--- start PROVIDED TEXT ---

Japanese reviews of the title have been generally positive. Famitsu generally praised several aspects, but found the item management and weapon structures confusing, saying that it did not live up to the legacy of the Mana series. Reviewing the Vita port, Famitsu praised the game's general ease of play and use of the Mana series, but the button layout was criticized. Kyōsuke Takano of AppGet praised the gameplay and graphics, noting that the game avoided the possible pitfalls of being a mobile game while delivering a strong experience. His one point of reservation was that he would have preferred the game on another platform. 4Gamer.net praised the variety of control options, the feel of gameplay, and the graphics. The writer noted that the game should be played on more advanced mobiles despite recommendations, as the graphics and performance suffered on older smartphone models.

--- end PROVIDED TEXT ---
--- start SUPPLIED INFORMATION ---

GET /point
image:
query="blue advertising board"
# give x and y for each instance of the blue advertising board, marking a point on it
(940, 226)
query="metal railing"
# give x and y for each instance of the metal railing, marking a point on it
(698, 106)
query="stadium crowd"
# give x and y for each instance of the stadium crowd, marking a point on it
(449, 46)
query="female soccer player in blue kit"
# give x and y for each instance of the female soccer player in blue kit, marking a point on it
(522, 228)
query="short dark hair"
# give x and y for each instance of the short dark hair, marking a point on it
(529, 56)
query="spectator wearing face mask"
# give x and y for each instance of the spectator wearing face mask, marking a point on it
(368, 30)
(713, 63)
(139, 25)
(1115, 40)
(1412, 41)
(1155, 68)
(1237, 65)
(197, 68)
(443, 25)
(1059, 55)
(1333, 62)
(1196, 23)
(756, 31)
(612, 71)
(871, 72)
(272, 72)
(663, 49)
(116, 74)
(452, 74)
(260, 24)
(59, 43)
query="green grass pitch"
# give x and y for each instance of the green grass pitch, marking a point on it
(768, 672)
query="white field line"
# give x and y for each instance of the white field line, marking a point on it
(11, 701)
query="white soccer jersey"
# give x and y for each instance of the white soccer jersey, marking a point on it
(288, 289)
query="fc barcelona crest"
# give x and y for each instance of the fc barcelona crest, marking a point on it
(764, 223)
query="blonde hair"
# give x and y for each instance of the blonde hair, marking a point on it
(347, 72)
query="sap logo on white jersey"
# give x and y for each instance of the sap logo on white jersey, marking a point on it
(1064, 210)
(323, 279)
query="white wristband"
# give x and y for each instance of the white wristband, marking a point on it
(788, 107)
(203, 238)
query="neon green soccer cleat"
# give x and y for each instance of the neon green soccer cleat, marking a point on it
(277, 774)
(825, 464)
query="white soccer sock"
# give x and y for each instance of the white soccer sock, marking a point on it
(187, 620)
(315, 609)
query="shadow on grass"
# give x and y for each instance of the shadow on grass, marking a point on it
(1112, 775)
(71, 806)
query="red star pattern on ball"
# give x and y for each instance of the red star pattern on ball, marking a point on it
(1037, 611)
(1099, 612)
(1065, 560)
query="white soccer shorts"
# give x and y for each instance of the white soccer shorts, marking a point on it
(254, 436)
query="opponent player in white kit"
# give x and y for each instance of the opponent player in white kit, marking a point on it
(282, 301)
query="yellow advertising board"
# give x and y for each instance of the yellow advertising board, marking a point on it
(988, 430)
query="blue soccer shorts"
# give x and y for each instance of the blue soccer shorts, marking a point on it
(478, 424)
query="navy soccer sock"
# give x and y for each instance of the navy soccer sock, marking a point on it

--- end SUPPLIED INFORMATION ---

WORK TO DO:
a - Name every publication or website whose review is described in the review summary.
b - Carry on writing the review summary, picking up after its final sentence.

ANSWERS TO THE EXERCISES:
a - Famitsu, AppGet, 4Gamer.net

b -
Opinions from western journalists have echoed many of those from Japanese reviewers. Christopher Allison, writing for tech website Tech in Asia, was highly positive about the game, saying his last experience of this kind was when playing the 1998 game The Legend of Zelda: Ocarina of Time: he greatly enjoyed the battle system despite the touch controls sometimes working against the player, and referred to the environments as "wonderfully drawn". Shaun Musgrave of TouchArcade, in a preview of the game, echoed other reviewers' opinions on the graphics and gameplay, and hoped that Square Enix would both handle it wisely and bring it overseas. Kerry Brunskill, in an article for Nintendo Life, referred to the story as "engaging", and again held similar sentiments as other reviewers about the graphics and gameplay. She noted that the game stood out from others of its kind due to its overall quality.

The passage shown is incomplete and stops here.